### GIVEN PASSAGE ###

The sales process. LIMRA reports indicate a growing interest in Web-based sales approaches, but the majority of prospective customers still value face-to-face engagement with a real person. The notion that insurance is sold, not bought, appears to be as real today as in the past, although research suggests some movement toward a self-serve model in some segments. Selling solutions to buyer needs and building trust through a sales process that emphasizes consumer education cannot be overemphasized. Carriers need tools that make it easier and more economical for producers to engage the middle market. Many carriers today have websites that teach consumers what life insurance is, why it’s important, the consequences of not having insurance, the kinds of policies to consider and how much to get. They also are employing an appropriate mix of media to drive traffic to their sites and trigger action. These initiatives are critical steps in targeting middle market consumers.

### AVAILABLE DATA ###

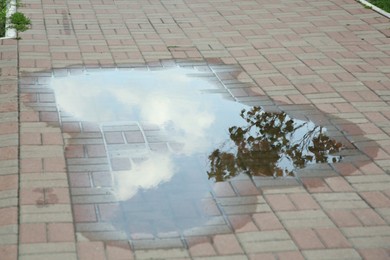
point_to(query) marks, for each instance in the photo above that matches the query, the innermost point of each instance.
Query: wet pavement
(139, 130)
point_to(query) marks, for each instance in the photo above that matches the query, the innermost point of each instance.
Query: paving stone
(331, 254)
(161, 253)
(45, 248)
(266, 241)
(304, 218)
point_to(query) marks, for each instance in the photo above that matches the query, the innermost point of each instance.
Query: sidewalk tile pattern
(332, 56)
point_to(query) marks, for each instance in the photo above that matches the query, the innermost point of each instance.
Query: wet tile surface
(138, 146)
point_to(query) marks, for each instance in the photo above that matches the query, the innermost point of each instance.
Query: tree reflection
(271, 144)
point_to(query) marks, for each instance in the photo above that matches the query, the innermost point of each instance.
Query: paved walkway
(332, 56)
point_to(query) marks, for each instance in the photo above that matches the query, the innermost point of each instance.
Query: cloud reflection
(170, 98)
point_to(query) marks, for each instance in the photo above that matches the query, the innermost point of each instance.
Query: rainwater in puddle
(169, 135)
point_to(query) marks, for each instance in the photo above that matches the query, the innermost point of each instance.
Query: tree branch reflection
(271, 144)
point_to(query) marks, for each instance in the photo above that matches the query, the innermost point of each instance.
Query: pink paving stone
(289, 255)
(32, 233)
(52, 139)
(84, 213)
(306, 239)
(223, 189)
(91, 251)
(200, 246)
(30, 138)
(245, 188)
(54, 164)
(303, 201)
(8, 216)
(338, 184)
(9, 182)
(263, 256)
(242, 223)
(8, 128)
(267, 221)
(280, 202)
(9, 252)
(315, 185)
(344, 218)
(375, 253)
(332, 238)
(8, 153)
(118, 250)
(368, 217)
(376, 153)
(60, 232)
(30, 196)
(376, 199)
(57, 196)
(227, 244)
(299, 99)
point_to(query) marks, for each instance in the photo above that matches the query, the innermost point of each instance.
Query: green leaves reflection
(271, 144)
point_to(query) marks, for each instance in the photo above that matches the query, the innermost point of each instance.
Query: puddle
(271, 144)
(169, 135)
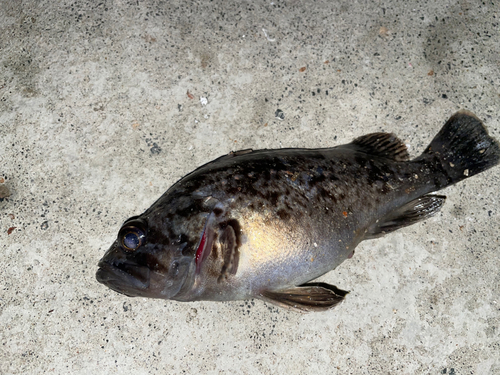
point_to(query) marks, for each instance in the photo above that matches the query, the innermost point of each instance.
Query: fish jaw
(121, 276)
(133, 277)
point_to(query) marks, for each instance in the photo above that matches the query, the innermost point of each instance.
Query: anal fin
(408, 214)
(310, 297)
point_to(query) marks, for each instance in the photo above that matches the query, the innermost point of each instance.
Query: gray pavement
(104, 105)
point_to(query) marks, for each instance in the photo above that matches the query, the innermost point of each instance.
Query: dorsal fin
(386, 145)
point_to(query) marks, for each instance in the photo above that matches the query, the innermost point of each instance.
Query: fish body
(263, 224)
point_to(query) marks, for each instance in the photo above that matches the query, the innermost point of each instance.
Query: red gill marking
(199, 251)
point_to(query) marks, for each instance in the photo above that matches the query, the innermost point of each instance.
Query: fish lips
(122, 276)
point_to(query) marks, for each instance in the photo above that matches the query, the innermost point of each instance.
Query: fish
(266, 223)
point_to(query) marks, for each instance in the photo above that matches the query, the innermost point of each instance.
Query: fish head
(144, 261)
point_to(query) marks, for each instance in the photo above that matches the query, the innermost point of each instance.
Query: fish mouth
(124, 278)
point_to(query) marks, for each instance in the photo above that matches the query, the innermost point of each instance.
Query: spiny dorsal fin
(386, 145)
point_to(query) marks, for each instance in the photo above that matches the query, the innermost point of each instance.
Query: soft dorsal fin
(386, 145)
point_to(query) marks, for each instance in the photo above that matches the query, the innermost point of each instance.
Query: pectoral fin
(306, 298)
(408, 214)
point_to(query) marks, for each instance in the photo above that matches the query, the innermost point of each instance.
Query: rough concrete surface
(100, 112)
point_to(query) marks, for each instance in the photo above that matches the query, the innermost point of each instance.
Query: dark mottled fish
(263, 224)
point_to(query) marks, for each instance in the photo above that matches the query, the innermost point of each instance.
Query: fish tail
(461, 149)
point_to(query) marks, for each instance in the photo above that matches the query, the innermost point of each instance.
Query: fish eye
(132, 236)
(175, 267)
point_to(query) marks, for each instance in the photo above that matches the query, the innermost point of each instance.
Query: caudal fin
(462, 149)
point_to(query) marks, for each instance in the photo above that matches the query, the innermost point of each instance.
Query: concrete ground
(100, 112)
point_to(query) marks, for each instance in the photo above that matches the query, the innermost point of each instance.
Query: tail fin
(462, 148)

###
### AVAILABLE DATA ###

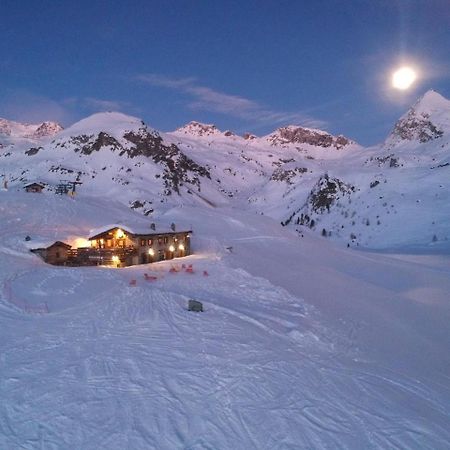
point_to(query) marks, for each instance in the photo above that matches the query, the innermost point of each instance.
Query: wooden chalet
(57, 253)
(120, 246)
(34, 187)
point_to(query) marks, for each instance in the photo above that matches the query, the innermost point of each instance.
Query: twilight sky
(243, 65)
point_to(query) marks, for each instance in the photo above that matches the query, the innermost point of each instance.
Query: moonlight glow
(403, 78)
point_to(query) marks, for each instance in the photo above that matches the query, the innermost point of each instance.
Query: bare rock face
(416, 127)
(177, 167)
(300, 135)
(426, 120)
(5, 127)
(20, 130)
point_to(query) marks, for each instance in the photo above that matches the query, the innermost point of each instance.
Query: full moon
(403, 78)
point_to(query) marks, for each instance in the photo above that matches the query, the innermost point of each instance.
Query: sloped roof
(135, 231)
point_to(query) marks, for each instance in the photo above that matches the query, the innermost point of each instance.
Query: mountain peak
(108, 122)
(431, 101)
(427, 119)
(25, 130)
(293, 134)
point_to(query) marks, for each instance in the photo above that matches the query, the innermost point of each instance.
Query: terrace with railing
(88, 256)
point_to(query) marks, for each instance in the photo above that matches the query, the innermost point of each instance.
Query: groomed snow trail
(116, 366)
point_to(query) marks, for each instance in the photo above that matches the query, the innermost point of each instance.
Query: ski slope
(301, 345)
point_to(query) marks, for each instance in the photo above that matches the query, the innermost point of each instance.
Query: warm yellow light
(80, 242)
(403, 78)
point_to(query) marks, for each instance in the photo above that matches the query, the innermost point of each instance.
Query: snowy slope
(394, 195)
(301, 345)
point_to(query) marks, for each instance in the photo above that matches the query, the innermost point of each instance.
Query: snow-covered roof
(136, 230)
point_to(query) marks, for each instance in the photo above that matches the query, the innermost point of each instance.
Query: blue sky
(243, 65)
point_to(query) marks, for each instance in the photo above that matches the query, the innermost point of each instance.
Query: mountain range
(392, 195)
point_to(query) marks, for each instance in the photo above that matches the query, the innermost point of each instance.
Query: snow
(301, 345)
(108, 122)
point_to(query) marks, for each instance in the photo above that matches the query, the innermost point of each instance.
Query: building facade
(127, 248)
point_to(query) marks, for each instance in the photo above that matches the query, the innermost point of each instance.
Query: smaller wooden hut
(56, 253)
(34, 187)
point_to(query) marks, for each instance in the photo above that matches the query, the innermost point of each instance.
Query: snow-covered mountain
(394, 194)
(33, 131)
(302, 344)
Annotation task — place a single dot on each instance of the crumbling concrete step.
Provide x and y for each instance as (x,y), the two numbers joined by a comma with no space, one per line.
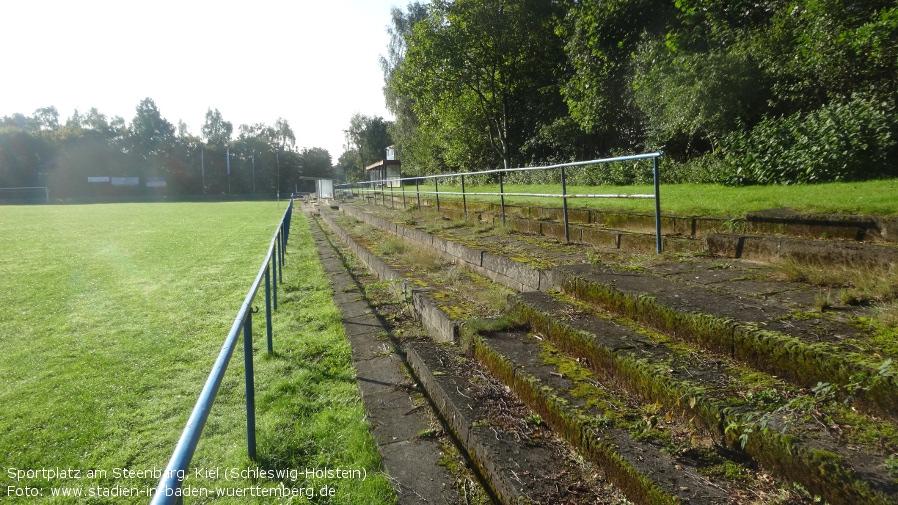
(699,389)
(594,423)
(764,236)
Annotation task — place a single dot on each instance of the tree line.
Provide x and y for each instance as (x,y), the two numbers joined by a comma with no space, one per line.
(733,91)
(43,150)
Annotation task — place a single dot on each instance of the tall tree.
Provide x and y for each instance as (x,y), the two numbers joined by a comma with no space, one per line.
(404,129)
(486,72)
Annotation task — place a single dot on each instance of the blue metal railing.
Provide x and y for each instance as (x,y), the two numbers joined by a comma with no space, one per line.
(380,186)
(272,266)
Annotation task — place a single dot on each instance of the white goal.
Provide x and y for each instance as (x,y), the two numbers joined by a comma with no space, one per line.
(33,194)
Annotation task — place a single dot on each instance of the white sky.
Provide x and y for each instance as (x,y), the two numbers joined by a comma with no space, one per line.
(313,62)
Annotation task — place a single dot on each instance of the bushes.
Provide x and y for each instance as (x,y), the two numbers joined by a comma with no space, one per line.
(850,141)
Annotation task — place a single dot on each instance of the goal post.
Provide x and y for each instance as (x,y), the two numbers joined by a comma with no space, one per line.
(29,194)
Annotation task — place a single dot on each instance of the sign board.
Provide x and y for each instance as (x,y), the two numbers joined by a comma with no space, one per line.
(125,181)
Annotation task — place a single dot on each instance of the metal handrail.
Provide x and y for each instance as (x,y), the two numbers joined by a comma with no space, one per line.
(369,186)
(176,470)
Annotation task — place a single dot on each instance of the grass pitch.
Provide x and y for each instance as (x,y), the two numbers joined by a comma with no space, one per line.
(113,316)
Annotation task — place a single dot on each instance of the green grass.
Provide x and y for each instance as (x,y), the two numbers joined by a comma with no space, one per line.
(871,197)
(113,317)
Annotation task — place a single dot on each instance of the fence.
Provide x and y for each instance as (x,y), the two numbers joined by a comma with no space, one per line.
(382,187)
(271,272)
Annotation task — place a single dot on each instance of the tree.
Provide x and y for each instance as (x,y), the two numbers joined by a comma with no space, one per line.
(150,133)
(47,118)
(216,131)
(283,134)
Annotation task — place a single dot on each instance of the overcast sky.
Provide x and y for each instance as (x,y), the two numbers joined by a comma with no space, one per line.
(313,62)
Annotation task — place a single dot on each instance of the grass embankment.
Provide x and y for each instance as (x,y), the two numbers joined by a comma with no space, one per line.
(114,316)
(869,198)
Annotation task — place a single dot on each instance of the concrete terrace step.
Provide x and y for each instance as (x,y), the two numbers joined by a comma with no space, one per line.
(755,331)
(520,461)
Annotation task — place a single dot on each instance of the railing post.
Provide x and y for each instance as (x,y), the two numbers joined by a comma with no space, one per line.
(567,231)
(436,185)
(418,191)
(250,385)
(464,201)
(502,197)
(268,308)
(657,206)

###
### AVAILABLE DATA ###

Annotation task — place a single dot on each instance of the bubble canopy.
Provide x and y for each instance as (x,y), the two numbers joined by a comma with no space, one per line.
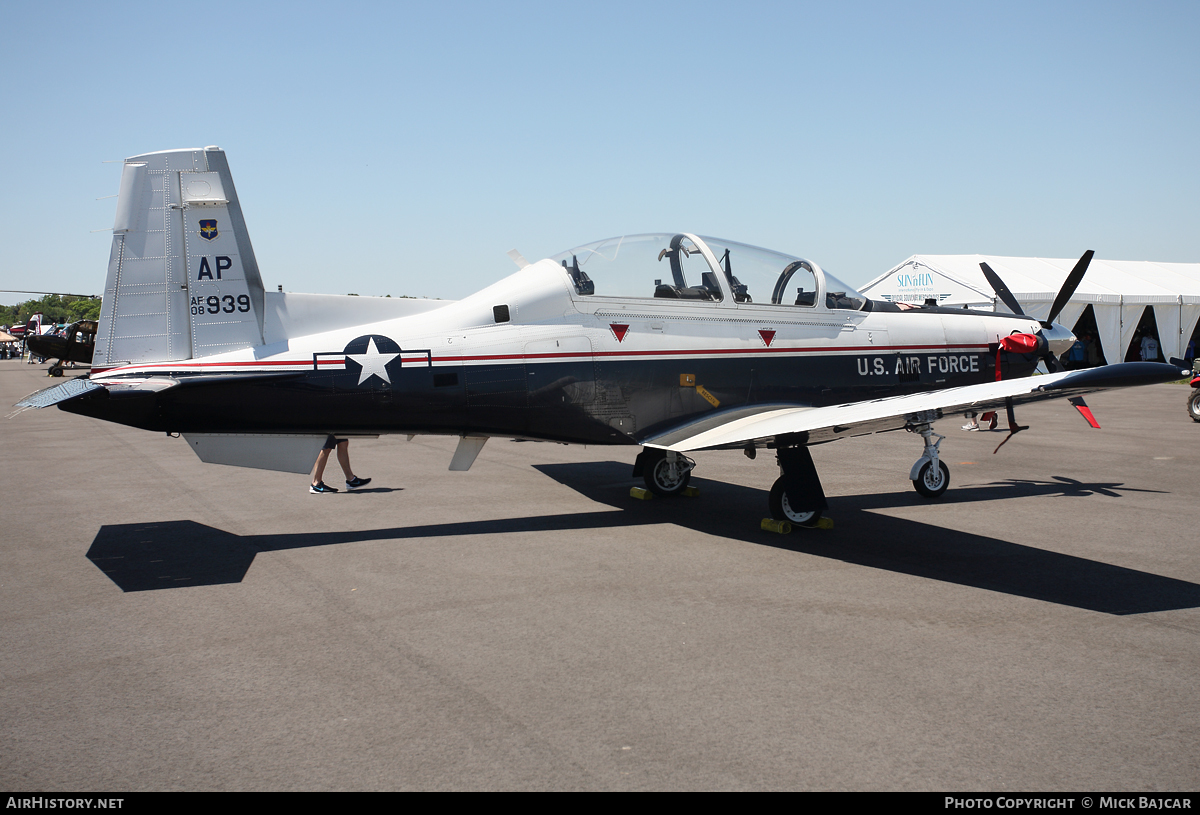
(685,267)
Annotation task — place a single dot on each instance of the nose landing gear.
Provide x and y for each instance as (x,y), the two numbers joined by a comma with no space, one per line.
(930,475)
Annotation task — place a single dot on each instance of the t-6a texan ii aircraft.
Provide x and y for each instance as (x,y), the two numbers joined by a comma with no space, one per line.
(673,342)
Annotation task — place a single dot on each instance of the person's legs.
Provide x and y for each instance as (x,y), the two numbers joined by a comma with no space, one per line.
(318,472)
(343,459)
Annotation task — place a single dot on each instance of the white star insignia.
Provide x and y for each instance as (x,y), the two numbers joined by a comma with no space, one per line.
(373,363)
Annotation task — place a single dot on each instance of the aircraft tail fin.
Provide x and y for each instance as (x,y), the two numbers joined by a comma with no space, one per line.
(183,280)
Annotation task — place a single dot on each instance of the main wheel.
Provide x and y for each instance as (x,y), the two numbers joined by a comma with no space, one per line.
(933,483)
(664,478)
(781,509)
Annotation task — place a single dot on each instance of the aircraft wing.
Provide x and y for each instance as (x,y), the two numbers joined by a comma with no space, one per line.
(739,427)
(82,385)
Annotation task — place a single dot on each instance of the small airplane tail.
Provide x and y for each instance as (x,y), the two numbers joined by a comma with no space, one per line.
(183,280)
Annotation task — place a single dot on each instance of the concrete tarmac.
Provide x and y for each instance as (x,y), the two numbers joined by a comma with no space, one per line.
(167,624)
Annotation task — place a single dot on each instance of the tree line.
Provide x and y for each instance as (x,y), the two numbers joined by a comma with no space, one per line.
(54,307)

###

→ **WORK TASK**
Please answer from the passage on the insurance sales process: what do most prospective customers still value?

→ **SOLVED PROBLEM**
Face-to-face engagement with a real person.